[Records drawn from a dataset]
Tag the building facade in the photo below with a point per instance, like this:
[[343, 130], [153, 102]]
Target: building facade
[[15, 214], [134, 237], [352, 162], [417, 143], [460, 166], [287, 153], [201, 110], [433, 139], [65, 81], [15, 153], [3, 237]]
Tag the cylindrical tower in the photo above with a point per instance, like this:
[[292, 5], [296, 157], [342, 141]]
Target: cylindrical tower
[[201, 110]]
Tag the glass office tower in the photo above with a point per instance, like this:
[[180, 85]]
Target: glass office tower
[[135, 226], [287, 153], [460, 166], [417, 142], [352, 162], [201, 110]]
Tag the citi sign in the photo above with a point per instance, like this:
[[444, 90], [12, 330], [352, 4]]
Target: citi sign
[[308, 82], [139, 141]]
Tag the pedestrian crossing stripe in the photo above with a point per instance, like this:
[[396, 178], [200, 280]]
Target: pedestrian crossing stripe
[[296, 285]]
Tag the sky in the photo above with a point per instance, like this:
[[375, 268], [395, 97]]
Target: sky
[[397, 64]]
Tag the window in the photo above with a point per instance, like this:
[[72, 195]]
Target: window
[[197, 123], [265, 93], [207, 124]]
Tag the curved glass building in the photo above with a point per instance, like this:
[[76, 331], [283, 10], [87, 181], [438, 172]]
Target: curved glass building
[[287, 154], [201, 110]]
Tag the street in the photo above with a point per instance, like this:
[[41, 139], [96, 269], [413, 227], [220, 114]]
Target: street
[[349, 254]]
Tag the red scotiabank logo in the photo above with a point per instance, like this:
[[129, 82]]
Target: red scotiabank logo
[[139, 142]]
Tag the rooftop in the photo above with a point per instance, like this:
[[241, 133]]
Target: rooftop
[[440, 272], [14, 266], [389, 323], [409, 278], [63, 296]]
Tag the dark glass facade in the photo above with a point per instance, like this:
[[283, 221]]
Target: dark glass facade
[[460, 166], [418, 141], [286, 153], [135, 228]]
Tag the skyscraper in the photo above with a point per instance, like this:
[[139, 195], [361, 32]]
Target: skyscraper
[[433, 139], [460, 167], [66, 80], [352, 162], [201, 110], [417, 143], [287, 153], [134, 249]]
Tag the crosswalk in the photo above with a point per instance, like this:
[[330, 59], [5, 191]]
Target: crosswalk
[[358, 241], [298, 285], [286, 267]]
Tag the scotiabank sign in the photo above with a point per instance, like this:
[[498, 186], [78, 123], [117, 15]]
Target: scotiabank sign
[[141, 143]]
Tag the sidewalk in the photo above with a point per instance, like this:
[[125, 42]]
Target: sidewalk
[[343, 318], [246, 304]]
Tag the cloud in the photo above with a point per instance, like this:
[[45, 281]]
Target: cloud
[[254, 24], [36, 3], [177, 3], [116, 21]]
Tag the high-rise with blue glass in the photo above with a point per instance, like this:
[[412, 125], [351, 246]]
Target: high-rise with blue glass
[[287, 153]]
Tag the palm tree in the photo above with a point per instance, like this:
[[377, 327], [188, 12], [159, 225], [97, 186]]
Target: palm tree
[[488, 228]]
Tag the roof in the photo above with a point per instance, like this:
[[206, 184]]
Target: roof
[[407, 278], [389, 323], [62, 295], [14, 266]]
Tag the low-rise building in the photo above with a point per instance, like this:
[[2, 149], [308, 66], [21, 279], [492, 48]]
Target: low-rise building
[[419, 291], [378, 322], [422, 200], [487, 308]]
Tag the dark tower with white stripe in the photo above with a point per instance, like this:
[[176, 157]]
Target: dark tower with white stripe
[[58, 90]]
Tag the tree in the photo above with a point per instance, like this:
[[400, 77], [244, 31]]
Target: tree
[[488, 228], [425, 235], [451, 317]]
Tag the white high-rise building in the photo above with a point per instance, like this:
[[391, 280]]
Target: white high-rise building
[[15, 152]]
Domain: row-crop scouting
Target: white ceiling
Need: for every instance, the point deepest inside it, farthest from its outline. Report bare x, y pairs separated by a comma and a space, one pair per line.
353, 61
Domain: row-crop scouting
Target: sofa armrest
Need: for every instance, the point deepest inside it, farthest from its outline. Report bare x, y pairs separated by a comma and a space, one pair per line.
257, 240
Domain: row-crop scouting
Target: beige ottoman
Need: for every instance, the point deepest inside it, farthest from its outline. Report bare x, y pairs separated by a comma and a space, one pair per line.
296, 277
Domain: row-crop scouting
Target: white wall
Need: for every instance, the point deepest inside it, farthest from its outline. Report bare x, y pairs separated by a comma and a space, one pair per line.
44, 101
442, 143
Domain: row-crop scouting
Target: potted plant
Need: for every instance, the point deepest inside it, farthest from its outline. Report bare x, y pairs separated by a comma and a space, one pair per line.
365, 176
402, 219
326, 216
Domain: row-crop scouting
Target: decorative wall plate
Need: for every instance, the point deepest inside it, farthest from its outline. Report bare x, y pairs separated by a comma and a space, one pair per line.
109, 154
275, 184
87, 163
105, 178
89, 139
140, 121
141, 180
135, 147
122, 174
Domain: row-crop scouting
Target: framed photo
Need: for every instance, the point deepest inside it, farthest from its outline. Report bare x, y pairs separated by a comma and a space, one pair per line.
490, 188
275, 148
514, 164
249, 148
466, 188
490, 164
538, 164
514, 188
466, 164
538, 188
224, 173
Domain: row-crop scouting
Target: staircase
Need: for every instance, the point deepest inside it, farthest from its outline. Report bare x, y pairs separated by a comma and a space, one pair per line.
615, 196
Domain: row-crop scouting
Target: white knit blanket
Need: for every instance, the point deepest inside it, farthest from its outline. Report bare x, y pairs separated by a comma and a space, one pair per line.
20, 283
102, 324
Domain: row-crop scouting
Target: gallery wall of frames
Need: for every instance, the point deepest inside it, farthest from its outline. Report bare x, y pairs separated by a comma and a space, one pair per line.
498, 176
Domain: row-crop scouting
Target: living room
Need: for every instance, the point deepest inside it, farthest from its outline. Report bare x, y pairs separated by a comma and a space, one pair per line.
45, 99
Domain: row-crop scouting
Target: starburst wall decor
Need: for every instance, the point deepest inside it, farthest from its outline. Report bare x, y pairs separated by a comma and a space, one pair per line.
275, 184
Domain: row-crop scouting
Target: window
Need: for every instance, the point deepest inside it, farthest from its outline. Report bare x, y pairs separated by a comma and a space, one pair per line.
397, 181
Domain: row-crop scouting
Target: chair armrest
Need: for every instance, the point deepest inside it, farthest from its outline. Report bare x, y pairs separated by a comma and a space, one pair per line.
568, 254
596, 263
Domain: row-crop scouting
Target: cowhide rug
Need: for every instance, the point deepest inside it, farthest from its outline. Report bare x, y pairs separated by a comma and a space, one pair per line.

__EXERCISE__:
The answer must consist of every line in the records above that contains the word "wall".

__ANSWER SECTION__:
Target: white wall
Target: decorative wall plate
Target: gallery wall of frames
Target: starburst wall decor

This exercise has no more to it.